• **Selected text**:

- - - - -

The Ishihara Color Test is a color perception test administered for the purpose of diagnosing red-green color deficiencies in patients. Essentially, it consists of a set of colored plates, each of which contains a circle of variously colored dots – the dots differ in size and color. Somewhere within the dots is some form of a figure – typically a number; this is usually visible to those with normal color vision and difficult or impossible to see for those with red-green defects. The reverse is true with some other plates. In addition, there are four different kinds of plates: those on which individuals with a defect will see different things than will individuals with normal vision (transformation), those that may only be recognized by normal color vision individuals (vanishing), those that only individuals with defects can view (hidden digit), and those intended to distinguish between protanopia and deuteranopia (diagnostic).
If one “incorrectly” recognizes a certain number of the first fifteen plates (four, by Australian standards), then one is termed to have a color vision defect. However, I’ve begun thinking that this could be problematic for young children, who in some cases may be slightly hazy where numbers are concerned. Others have considered this, too – according to studies conducted in Sydney in 2005, it appears that about 75.8% of children with normal color vision make significant errors on some plates. This could be a fundamental flaw of the test.

- - - - -

• **Provided material**:

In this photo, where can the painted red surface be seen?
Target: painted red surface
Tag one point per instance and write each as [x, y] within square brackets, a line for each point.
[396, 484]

- - - - -

• **Your tasks**:
**a.** In the text on the Ishihara Color Test, how many of the first fifteen plates must be misread, by Australian standards, for someone to be termed as having a color vision defect?
**b.** Carry on the text about the Ishihara Color Test from the point where it stops.

• **Answers to the exercise**:
**a.** Four.

**b.**
How could the Ishihara Color Test be modified to reduce the risk of numerical confusion errors? It seems quite possible to me that young children might, say, mistake a “1” for a “7” if both numbers are given with serifs. Perhaps a sans serif “1” would be of help, but then, the effectiveness of plates like Ishihara 9 is based on “4” becoming “1”; this can only be accomplished with serifs. Perhaps including a component of the test that involves reproducing the figure on paper instead of identifying it verbally could circumvent the problems caused by younger children’s poorer communication skills.